Your goal:
Only the lines that include "orange" should be copied from the data below.
┌─ Working data
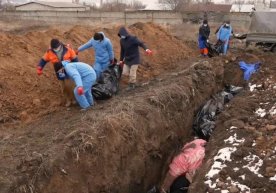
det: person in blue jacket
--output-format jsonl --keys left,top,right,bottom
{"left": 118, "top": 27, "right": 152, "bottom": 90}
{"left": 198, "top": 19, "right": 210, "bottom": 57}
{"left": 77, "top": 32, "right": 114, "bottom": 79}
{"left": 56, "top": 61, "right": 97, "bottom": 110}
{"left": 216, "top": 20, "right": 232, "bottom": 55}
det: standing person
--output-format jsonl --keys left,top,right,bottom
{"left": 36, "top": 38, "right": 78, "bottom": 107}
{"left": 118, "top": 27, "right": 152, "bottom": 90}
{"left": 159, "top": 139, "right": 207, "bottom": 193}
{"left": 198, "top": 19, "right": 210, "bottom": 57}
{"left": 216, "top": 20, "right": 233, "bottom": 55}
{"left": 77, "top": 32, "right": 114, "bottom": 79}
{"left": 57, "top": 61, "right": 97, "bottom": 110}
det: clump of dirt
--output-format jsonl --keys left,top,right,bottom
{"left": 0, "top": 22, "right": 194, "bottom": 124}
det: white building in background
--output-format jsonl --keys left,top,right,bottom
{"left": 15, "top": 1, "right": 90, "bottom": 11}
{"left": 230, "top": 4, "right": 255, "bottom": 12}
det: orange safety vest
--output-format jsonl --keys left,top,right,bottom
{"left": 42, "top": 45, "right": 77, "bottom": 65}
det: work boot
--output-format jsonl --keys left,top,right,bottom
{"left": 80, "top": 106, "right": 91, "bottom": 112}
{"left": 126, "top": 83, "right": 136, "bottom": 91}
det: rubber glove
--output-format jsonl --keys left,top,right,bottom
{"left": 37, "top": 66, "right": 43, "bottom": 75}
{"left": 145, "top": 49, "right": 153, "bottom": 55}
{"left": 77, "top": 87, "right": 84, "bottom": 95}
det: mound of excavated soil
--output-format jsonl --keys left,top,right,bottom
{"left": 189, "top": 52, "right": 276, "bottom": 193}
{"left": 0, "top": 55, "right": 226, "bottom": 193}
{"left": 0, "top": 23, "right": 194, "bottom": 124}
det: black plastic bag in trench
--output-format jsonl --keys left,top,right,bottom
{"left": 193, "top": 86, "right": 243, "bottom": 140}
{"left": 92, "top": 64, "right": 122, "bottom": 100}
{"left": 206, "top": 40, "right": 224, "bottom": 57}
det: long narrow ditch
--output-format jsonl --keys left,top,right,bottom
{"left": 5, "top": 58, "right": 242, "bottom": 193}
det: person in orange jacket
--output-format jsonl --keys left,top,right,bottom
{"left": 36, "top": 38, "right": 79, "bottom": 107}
└─
┌─ Working data
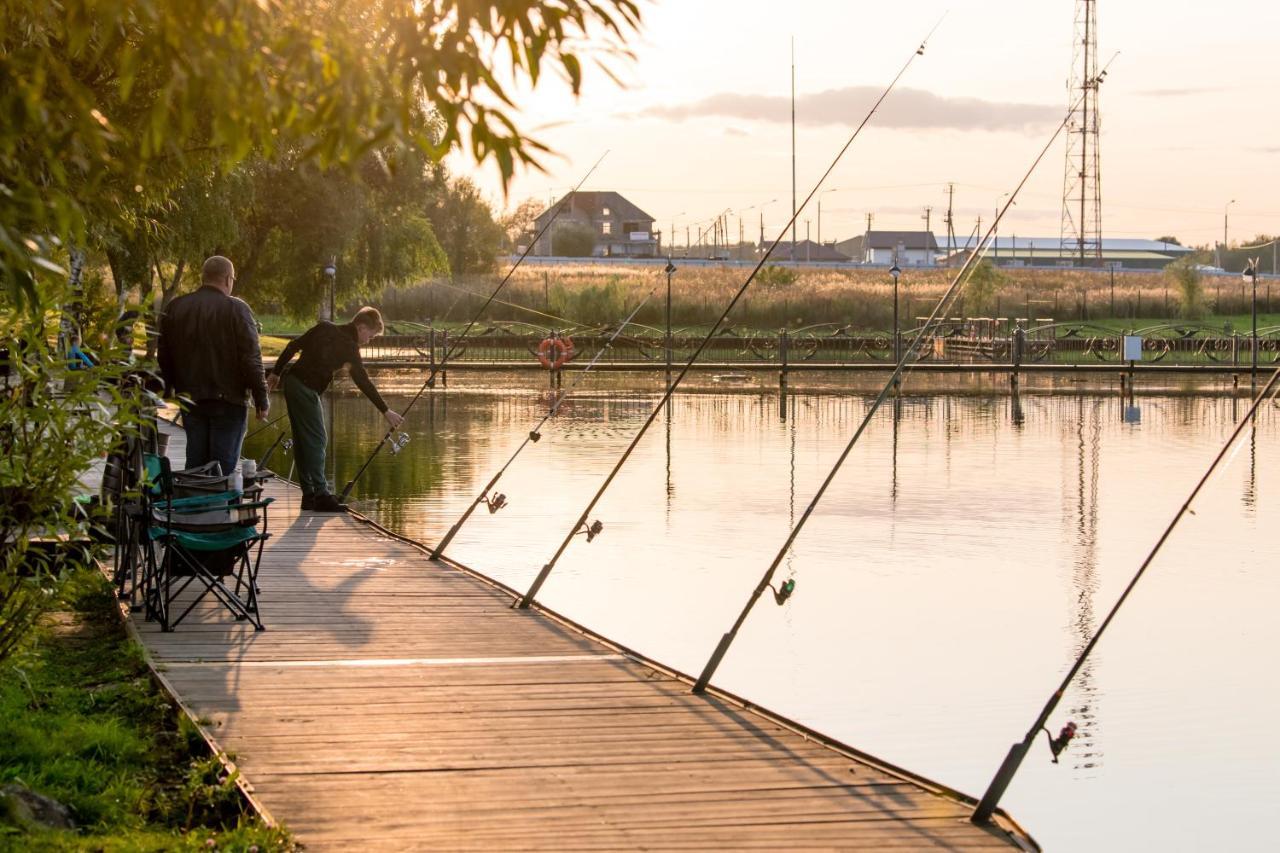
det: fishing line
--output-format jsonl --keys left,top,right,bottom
└─
┌─ Working data
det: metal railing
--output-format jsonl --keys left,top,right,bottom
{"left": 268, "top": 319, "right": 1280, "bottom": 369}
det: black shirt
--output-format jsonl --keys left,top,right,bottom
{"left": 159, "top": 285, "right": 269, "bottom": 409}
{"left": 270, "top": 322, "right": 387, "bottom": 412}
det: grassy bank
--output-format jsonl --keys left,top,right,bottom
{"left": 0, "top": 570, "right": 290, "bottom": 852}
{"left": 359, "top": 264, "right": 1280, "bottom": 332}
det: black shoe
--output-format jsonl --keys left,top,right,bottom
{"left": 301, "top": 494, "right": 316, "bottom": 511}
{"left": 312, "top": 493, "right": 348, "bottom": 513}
└─
Final answer:
det: orange safety vest
det: person in orange jacket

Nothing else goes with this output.